DOCUMENT PASSAGE:
################

People streamed from all over the world to see the Temple. They weren’t coming to marvel over its architecture. Back then, international travel was onerous and dangerous. Very few people travelled just to take in the sights. People made the arduous trip to the Temple to see G-d. They marvelled over the holiness of the place, trembled in awe of G-d, melted in ecstasy, and luxuriated in the palpable energy.

This time it wasn’t just G-d pushing Himself into a place where He wasn’t understood or appreciated. This time the recipients appreciated G-d’s gift and allowed it to make a difference. This became a meaningful relationship for G-d and, consequently, a meaningful relationship for the people.

The Moral
It is not enough to give people a gift. It is important to give them the gift they appreciate. Similarly, it is not enough to be present with your friends. It is important to be sensitive to their interests and be the kind of friend that appreciates them. It is not enough to be a giving spouse; it is important to be an attentive spouse. It is not enough to know that your children love you, it is important to let your children know how much you love them.

Remember that the best way to let someone know how important they are to you and how much you appreciate and love them, is to give them the greatest gift of all, your time. If you give them this special commodity—time you could have used for your own interests and hobbies—and spend it instead with them, it can spell the entire difference in the relationship. Share with them, smile at them, listen to them, and be present with them. Above all, let them know by your actions, not just your words, that you cherish them.

If you do all that for your family and friends, do it for G-d too. After all, G-d is always there for you. Every day when you wake up, G-d gives you breath. He gives you sight and the power to get out of bed. Even before you think of G-d, let alone acknowledge Him, He is already providing for you.

But we have already established that there is little joy in giving when our gift is not appreciated. So let us give G-d the time of day. When we wake up in the morning, let’s thank Him for the day ahead. When we go to sleep at night, let’s thank Him for the day that passed. Let’s show Him appreciation because He deserves it.

Moreover, the more He enjoys the experience of giving, the more He is likely to give.[2]

[1] O course, if G-d visited, it had some kind of impact, but not one that was easily apparent.

[2] This essay is based on Likutei Sichos 6, pp. 18–21.

################

EXCERPTED RECORDS:

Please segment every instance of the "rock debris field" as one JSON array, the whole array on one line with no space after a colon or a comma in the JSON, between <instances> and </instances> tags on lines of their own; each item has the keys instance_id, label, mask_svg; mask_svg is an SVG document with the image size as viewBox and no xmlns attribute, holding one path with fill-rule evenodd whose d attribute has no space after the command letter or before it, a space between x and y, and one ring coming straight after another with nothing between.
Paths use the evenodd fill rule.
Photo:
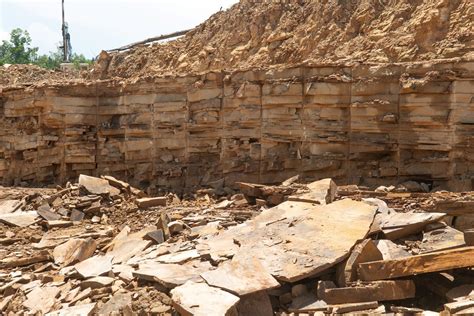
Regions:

################

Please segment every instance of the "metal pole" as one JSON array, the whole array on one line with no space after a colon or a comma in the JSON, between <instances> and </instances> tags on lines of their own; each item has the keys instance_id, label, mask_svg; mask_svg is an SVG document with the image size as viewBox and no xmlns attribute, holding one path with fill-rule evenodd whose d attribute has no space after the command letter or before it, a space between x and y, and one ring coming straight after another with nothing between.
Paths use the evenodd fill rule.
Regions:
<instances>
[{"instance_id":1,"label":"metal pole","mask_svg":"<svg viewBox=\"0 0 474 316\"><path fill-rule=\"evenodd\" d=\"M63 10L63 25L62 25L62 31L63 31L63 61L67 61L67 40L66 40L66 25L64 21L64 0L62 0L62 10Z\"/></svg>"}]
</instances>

################

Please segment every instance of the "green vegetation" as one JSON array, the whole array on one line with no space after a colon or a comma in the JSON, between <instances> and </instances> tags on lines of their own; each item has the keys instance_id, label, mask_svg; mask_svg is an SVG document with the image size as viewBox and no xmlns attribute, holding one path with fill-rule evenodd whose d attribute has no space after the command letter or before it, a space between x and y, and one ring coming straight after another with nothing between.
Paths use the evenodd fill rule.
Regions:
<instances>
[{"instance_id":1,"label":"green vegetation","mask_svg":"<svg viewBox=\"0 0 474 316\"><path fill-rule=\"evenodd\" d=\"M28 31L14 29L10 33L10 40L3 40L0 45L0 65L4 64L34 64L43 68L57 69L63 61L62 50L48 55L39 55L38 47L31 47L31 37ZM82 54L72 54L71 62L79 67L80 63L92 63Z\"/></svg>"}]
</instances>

################

JOBS:
a) What does the essay call the greatest gift of all?
b) Please repeat the stretch of the essay from "[1] O course, if" through "6, pp. 18–21.", word for word.

RESPONSES IN ORDER:
a) Your time.

b)
[1] O course, if G-d visited, it had some kind of impact, but not one that was easily apparent.

[2] This essay is based on Likutei Sichos 6, pp. 18–21.